START RECORDS SHOWN

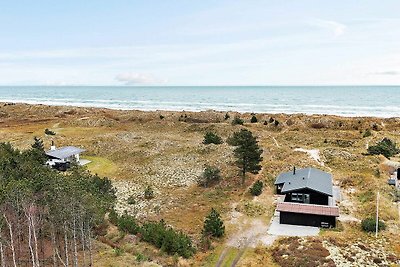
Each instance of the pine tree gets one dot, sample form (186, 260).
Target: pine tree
(38, 144)
(213, 224)
(247, 152)
(37, 152)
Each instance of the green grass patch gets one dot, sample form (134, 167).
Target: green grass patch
(101, 166)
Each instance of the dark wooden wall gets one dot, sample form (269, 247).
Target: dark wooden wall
(306, 219)
(315, 197)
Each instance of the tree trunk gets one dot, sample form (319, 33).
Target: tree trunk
(30, 240)
(53, 241)
(74, 242)
(89, 238)
(66, 245)
(11, 239)
(2, 258)
(243, 174)
(83, 241)
(35, 240)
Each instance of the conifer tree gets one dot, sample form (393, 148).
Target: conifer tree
(213, 224)
(247, 152)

END RECORDS SHOWN

TASK OBJECTIVE. Transcribe the data exactly, minus any images.

REPLY TO THE EXERCISE.
Each instance of the pine tree gets one dot, sample form (186, 260).
Target: pine tree
(38, 144)
(213, 224)
(247, 152)
(37, 152)
Each instance of the green grass patch gets one dot, sample form (134, 167).
Target: green grass patch
(101, 166)
Each instance of the dark wooden wall gets one dot, sample form (269, 247).
Target: dark wooden wall
(306, 219)
(315, 197)
Each instance of the tree trunk gets one dot, sample form (319, 33).
Target: tree trunk
(30, 240)
(53, 241)
(74, 242)
(89, 238)
(66, 245)
(11, 239)
(2, 258)
(243, 174)
(83, 241)
(35, 240)
Each instance of the conifer tree gets one dot, sample form (393, 148).
Target: conifer tree
(213, 224)
(247, 152)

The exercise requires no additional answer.